**Records:**
########################################

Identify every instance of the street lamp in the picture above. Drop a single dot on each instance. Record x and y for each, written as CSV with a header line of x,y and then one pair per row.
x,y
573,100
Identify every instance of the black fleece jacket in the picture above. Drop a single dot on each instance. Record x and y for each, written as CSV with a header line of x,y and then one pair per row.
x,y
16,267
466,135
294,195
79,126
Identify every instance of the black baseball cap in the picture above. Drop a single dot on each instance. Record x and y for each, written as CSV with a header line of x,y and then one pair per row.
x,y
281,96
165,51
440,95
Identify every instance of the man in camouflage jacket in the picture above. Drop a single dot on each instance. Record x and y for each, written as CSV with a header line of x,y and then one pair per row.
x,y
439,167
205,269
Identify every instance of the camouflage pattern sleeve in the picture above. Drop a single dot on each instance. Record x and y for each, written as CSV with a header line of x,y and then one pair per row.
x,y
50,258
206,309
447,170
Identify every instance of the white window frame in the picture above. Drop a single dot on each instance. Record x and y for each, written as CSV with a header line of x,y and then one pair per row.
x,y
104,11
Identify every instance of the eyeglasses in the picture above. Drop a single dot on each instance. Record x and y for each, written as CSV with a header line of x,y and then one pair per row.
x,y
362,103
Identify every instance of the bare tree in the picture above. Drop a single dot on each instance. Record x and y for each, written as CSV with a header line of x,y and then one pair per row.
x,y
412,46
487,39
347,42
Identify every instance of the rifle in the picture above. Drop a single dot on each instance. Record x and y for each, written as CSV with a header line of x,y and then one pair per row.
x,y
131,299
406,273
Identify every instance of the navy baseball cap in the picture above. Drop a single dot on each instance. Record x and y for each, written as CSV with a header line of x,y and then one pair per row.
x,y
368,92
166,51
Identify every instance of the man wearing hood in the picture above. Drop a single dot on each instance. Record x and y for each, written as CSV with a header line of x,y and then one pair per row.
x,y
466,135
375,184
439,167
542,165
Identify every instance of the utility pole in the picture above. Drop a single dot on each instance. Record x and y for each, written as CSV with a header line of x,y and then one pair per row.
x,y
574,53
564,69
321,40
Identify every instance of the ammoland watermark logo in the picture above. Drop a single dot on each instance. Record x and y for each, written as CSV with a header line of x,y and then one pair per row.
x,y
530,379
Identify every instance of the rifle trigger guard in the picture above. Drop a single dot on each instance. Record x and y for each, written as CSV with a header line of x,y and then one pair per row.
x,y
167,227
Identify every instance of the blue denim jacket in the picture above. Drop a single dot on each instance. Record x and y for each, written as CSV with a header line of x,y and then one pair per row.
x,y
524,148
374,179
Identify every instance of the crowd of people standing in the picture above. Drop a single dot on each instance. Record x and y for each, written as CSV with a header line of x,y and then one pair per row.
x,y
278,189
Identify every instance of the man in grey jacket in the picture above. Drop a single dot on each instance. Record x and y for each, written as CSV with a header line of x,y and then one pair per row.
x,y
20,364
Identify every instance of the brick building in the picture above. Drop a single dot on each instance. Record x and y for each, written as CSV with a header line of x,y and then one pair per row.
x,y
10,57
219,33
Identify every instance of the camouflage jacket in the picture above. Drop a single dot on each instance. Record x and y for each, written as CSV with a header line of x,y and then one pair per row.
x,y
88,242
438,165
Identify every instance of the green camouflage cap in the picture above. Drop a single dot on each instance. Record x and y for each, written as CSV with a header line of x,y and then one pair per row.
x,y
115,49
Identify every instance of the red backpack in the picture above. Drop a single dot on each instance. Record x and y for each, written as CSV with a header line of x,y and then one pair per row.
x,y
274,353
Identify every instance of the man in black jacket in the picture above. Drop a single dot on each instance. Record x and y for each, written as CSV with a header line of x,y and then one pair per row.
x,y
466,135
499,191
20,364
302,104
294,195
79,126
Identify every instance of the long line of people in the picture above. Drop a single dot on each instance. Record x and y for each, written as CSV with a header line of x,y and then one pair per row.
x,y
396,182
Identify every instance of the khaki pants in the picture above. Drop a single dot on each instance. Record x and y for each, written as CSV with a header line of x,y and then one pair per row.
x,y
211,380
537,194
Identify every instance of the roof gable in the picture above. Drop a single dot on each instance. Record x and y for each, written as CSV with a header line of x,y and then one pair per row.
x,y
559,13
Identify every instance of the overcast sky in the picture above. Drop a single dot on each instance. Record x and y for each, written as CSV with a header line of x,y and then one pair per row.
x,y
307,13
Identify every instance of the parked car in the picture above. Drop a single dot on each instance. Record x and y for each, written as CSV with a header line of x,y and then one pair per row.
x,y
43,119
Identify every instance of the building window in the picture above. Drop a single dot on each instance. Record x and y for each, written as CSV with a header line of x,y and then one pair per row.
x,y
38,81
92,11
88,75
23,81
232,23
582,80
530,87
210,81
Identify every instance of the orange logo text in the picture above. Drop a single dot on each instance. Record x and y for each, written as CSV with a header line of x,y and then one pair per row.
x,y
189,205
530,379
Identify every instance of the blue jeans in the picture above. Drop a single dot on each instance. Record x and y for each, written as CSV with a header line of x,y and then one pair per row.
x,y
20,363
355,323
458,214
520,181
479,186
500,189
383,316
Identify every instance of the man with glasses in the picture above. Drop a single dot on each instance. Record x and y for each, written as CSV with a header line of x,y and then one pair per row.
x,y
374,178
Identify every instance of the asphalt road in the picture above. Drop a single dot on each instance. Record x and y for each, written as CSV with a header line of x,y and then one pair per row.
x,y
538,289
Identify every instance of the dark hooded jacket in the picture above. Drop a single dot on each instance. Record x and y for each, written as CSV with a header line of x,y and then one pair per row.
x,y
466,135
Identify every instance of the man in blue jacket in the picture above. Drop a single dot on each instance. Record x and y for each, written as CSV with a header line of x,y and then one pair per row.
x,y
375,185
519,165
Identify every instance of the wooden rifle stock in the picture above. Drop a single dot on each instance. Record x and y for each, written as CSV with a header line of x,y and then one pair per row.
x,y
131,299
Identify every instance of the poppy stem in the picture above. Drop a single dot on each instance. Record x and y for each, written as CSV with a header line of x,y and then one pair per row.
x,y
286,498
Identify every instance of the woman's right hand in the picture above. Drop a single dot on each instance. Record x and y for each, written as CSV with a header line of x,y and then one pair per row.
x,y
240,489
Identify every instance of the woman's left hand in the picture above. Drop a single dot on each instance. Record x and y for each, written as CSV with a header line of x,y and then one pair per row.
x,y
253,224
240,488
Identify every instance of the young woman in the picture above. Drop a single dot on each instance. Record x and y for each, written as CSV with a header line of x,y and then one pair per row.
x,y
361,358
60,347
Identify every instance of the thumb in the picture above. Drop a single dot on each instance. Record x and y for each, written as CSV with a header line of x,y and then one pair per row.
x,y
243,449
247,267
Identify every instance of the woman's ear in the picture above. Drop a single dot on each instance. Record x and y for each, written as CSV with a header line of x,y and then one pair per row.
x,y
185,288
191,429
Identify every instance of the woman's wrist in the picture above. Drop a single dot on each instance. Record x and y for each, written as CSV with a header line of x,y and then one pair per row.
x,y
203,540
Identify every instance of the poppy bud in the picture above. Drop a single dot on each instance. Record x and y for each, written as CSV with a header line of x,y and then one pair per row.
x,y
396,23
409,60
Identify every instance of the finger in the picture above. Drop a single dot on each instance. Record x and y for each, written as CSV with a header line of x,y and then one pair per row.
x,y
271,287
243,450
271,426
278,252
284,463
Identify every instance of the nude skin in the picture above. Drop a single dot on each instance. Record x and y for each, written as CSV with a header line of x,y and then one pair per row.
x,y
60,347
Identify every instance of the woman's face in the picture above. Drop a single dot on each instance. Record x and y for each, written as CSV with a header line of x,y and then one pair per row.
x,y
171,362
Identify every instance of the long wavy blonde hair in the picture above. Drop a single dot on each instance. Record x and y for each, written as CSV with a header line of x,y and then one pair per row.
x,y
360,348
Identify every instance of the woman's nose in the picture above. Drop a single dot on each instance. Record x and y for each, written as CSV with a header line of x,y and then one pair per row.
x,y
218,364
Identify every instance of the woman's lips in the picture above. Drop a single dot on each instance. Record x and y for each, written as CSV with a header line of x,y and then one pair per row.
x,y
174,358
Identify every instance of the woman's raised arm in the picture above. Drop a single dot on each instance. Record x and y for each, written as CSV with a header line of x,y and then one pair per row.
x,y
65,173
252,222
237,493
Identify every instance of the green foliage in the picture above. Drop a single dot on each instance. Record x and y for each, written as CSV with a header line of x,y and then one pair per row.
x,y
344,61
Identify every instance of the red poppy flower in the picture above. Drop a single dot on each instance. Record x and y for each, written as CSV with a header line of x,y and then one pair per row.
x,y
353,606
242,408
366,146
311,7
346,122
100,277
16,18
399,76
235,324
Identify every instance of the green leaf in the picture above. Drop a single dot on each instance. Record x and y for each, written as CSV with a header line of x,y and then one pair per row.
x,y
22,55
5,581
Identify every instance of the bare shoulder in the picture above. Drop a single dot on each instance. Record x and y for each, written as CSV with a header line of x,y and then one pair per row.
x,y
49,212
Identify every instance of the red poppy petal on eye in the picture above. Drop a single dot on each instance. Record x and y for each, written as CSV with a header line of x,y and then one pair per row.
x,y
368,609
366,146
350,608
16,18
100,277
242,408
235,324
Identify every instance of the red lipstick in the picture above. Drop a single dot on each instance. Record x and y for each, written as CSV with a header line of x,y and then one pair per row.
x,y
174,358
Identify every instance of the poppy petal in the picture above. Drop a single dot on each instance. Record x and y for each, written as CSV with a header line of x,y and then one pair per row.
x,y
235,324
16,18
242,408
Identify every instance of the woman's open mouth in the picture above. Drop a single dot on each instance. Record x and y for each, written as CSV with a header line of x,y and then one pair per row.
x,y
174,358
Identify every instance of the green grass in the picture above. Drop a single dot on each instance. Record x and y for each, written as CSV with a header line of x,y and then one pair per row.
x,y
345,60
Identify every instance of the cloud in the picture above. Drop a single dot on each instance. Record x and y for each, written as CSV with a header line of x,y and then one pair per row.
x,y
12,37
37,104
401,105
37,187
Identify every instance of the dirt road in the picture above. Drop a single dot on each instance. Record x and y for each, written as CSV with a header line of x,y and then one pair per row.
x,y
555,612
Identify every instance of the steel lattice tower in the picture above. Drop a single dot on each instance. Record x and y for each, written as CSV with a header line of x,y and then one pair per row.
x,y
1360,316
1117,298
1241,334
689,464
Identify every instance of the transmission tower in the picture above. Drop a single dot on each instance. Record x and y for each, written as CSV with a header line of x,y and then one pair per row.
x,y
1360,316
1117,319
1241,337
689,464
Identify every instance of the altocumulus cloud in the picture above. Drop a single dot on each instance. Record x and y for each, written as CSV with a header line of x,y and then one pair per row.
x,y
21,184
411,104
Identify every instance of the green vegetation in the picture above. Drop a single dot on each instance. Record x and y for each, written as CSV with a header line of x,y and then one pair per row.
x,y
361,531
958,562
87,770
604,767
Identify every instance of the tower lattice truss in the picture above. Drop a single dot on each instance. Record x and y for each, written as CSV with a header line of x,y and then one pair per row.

########################################

**Required task:** Quote only the lines from the one containing "Identify every instance of the green vegetation" through the final line of the records, with both ends included.

**Task answer:**
Identify every instance of the green vegetation in the picture above. Drop a single dot on each instance. Record x and y for each, written as CSV with a header line of x,y and then one pair per row.
x,y
361,531
958,562
87,770
604,767
Identify every instance of the tower lattice truss in the picture above. Drop a single dot on each instance. Record x and y for each, written as CSV with a header line of x,y and then one pair per row.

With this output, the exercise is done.